> Provided material

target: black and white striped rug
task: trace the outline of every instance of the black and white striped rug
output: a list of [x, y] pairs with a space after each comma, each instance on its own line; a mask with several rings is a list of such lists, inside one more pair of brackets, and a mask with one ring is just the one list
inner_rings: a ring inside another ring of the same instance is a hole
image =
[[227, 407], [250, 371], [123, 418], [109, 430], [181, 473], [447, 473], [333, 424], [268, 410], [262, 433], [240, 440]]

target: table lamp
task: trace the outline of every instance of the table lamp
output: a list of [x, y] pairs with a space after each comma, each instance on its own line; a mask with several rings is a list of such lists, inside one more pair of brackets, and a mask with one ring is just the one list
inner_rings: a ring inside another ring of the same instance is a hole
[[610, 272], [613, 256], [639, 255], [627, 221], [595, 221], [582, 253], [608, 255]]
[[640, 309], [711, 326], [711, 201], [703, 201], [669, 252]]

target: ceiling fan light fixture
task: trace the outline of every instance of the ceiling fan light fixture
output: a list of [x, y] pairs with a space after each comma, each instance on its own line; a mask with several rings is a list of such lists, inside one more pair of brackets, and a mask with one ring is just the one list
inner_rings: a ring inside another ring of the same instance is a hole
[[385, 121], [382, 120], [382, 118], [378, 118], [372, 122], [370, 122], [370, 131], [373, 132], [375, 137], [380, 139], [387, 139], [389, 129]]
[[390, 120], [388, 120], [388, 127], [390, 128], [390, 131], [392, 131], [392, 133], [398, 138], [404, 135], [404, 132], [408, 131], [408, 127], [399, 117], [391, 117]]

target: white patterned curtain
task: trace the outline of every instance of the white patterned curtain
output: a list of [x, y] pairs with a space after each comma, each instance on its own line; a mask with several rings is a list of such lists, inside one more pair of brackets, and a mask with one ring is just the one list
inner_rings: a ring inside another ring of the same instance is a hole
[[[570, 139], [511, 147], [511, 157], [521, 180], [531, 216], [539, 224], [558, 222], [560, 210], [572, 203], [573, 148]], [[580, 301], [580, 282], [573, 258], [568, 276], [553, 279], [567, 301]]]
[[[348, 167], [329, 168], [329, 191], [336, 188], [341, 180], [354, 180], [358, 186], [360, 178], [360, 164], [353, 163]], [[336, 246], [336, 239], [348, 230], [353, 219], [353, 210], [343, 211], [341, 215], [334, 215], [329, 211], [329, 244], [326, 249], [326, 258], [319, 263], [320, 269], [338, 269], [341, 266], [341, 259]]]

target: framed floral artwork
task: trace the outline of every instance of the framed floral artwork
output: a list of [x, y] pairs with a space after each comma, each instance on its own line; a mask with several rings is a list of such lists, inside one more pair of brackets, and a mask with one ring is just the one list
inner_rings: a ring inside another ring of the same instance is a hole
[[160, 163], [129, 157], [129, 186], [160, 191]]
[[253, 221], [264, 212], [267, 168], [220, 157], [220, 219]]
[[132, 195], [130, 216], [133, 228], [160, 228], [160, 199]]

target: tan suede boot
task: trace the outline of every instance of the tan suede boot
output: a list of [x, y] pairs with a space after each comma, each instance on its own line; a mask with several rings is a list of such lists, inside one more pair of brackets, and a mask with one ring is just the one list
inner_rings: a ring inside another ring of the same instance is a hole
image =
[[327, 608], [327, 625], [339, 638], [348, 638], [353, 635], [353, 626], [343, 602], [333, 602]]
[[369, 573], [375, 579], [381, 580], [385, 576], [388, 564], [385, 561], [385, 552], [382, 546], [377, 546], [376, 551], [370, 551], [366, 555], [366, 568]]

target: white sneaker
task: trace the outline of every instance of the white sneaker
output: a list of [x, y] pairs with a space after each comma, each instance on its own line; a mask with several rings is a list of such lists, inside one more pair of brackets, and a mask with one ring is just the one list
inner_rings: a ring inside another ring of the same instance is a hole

> Exercise
Convert the part above that opens with the line containing "target: ceiling fan light fixture" and closes with the line containing "task: trace the outline of every instance of the ceiling" into a Markdown table with the columns Row and Line, numbering each line and leaving out blank ones.

> Correct answer
| Row | Line |
|---|---|
| 1 | target: ceiling fan light fixture |
| 2 | task: trace the outline of every instance of the ceiling fan light fixture |